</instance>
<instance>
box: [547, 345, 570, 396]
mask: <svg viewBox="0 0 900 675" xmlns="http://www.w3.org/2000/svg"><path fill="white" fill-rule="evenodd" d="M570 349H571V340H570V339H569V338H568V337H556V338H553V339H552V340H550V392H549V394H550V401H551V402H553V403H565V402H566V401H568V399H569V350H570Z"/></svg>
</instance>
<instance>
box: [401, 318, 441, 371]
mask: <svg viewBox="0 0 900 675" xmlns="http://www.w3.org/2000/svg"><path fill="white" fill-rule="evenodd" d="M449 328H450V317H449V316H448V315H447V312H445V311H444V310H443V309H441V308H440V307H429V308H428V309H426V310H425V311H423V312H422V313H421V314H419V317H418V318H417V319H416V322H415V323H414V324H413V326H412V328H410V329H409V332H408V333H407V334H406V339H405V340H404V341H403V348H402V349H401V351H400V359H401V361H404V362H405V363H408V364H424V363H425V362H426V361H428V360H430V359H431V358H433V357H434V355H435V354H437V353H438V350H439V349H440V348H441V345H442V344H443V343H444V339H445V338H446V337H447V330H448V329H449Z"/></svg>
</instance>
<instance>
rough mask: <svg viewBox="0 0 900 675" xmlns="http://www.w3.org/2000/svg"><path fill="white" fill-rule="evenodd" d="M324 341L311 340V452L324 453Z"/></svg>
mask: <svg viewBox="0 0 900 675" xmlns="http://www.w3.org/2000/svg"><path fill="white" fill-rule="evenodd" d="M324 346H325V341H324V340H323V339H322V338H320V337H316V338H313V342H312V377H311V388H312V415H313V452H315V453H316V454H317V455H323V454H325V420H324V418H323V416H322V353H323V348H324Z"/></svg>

———

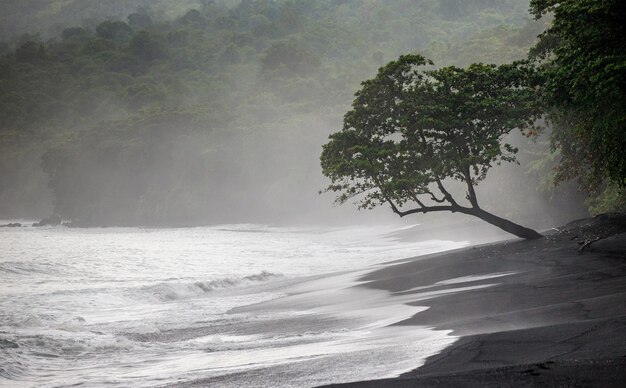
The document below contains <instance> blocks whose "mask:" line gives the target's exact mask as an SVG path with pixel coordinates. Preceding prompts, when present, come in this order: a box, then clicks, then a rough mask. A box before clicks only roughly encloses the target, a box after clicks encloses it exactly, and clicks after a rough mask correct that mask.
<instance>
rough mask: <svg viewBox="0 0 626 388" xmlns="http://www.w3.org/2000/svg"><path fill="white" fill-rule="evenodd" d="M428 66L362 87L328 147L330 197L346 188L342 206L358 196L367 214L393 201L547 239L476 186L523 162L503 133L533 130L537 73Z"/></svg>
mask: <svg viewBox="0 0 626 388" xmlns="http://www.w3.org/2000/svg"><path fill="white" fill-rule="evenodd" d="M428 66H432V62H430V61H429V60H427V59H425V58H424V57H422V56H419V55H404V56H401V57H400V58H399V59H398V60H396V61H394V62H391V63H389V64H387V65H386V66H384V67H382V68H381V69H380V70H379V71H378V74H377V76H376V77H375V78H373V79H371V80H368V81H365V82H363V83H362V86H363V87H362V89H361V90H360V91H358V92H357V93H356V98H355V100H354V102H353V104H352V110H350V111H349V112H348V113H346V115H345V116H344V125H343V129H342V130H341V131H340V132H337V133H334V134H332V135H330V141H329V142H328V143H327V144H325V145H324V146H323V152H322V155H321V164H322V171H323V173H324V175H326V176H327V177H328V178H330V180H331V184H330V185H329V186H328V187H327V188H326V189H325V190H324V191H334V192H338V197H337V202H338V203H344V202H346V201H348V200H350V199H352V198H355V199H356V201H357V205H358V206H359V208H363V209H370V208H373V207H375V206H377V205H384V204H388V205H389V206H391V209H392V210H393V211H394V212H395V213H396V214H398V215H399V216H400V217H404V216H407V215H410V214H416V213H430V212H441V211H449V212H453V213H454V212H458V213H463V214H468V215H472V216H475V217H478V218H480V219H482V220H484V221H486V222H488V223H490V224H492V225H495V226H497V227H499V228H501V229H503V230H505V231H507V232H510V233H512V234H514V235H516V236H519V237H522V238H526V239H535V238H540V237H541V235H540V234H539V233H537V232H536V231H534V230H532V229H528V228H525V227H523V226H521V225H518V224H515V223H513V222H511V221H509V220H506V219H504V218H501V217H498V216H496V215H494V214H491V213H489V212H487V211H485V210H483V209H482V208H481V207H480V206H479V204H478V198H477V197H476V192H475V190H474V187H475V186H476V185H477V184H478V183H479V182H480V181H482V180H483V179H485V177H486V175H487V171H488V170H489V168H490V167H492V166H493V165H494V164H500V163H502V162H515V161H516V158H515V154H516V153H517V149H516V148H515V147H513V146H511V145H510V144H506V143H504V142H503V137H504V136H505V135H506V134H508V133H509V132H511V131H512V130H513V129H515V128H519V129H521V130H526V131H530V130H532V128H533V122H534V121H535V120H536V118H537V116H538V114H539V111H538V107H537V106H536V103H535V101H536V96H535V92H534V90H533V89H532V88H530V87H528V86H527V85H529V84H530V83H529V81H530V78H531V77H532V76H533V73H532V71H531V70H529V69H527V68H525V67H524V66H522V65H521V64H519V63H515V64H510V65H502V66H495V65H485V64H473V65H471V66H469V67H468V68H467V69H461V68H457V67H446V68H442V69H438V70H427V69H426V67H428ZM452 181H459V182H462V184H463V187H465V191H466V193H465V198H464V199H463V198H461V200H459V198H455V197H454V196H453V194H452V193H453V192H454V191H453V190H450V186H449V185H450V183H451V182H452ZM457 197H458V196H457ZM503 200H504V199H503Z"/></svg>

———

- _Problem requirements_: Convert the lines of the records starting at the line containing "The document below" and ending at the line containing "66L362 87L328 147L330", both included, into a JSON list of strings with one string per line. Leave out any blank lines.

- _Answer section_:
[
  "The document below contains <instance> blocks whose \"mask:\" line gives the target's exact mask as an SVG path with pixel coordinates. Preceding prompts, when present, come in this order: a box, then clicks, then a rough mask. A box before clicks only roughly encloses the target, a box after clicks encloses it exactly, and clicks after a rough mask correct that mask.",
  "<instance>",
  "rough mask: <svg viewBox=\"0 0 626 388\" xmlns=\"http://www.w3.org/2000/svg\"><path fill=\"white\" fill-rule=\"evenodd\" d=\"M428 66L362 87L328 147L330 197L346 188L342 206L358 196L367 214L393 201L547 239L476 186L523 162L503 133L533 130L537 73Z\"/></svg>"
]